** Data for the task **
◆ ◆ ◆

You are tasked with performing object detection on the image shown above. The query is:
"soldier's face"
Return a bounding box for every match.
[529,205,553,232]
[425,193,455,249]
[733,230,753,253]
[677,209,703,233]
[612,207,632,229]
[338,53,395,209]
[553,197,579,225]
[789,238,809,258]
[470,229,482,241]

◆ ◆ ◆

** What you should do **
Transcribe all of the data above, keeping each line exactly as it stands.

** Response to the exercise **
You are tasked with performing object detection on the image shown above. The query is:
"soldier's face"
Return a bounding box for every match.
[529,205,553,232]
[425,193,455,249]
[733,230,753,253]
[677,209,703,233]
[612,207,632,229]
[338,53,395,209]
[553,197,579,225]
[789,238,809,258]
[470,229,482,241]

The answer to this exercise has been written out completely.